■ **Exercise objective**: Gather each line in the records below that contains the word "white", treating uppercase and lowercase letters as distinct.

■ **Data provided**:

§

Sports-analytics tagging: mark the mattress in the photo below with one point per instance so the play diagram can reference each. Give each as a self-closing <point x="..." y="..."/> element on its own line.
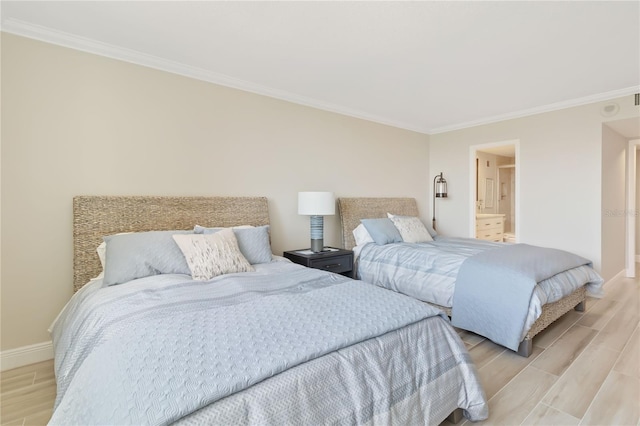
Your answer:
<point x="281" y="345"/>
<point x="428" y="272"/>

§

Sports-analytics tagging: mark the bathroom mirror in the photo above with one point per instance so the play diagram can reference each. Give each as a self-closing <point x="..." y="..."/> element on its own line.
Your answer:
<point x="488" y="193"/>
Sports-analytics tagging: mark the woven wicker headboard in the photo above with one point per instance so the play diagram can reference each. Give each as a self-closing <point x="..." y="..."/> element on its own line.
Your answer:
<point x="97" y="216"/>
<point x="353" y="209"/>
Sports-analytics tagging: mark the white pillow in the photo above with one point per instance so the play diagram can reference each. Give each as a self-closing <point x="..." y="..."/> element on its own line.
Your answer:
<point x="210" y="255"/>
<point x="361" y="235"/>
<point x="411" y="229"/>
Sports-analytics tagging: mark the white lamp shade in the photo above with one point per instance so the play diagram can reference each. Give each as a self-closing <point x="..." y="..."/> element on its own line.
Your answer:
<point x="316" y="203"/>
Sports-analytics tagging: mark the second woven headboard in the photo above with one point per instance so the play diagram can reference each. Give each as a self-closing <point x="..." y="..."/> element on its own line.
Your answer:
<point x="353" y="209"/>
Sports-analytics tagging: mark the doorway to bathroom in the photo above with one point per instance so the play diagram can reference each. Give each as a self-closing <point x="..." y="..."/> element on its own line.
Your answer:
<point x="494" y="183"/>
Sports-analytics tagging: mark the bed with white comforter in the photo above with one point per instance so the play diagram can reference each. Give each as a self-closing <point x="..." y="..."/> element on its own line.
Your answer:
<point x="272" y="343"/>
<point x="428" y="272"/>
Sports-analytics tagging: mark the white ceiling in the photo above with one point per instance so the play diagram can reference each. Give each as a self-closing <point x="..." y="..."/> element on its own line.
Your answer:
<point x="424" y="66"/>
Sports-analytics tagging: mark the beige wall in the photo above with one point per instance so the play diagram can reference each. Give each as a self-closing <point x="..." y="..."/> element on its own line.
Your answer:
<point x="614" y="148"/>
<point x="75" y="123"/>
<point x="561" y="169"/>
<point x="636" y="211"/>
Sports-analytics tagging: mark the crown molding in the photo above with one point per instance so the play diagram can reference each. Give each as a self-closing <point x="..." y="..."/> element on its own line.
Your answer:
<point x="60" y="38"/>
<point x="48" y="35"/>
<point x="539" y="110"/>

§

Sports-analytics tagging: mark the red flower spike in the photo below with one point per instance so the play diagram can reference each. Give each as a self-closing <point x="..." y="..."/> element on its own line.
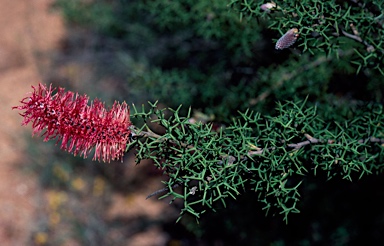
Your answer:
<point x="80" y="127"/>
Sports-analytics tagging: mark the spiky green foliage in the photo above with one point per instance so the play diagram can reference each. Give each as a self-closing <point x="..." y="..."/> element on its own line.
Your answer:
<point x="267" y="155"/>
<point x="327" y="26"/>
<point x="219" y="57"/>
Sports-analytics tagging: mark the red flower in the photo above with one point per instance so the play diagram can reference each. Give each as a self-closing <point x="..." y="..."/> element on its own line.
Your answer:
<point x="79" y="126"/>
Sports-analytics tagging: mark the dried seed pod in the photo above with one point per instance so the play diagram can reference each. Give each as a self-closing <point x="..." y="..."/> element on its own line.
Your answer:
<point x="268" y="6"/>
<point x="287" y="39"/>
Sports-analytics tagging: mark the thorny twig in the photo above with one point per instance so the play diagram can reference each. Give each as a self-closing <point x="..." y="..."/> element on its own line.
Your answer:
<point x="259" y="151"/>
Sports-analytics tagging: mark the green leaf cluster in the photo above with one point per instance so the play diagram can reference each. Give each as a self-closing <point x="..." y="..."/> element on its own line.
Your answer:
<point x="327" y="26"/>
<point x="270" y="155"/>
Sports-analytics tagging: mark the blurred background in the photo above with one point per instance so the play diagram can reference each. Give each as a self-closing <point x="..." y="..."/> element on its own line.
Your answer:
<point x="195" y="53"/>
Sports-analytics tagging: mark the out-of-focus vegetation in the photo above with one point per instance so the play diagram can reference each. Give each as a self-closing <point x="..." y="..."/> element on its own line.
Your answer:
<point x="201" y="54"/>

§

■ **Response**:
Sports-analytics tagging: mark the white pillow in the photo above with one point per instance so the play diagram can reference each. Give each as a self-closing <point x="..." y="..."/> element on its own line.
Sports-analytics tagging: mark the white lamp shade in the photo above with one point per instance so the play diagram can reference each. Give each as a self-closing <point x="..." y="..."/> element on its own line.
Sports-analytics tagging: mark the bed with white comforter in the photo above with one point per instance so the play diagram can reference each. Give each as a self-closing <point x="..." y="..."/> element on its own line.
Sports-analytics tagging: mark the white ceiling in the photo above with one point per instance so the play diagram can reference each. Give each as a self-closing <point x="..." y="..."/> element on its own line.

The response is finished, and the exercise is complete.